### Coordinate labeling data
════════════════

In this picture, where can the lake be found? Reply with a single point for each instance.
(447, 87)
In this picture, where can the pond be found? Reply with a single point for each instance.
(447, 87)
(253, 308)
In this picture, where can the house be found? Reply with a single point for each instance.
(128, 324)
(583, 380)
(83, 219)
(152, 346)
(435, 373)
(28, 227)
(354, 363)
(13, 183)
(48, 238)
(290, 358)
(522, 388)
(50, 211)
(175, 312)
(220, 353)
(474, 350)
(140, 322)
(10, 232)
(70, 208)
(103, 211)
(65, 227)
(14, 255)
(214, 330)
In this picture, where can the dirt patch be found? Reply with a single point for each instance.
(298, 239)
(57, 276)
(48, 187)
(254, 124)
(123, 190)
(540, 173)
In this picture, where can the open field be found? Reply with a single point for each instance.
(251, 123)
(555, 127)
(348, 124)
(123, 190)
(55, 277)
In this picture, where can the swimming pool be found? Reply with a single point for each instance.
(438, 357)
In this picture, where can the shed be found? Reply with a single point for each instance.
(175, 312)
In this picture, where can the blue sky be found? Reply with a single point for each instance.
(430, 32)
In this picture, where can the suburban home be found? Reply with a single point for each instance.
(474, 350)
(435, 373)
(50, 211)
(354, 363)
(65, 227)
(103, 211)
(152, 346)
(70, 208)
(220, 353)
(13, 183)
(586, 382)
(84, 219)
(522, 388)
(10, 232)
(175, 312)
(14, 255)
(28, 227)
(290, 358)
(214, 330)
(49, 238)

════════════════

Repeat, without change, each line of the data above from the one that contains "In this picture, where can the swimming" through the final line, counting both.

In this picture, where can the swimming pool be found? Reply with a single point for each instance.
(438, 357)
In this picture, where can the shed be found? Reply with a single point for each instance.
(175, 312)
In this picture, where can the blue sky be found? Reply with a single point for each instance.
(430, 32)
In this picture, where can the suburban home be found? Reply with a single point for each instance.
(474, 350)
(435, 373)
(50, 211)
(354, 363)
(65, 227)
(103, 211)
(152, 346)
(70, 208)
(220, 353)
(13, 183)
(586, 382)
(84, 219)
(522, 388)
(10, 232)
(175, 312)
(14, 255)
(28, 227)
(290, 358)
(214, 330)
(49, 238)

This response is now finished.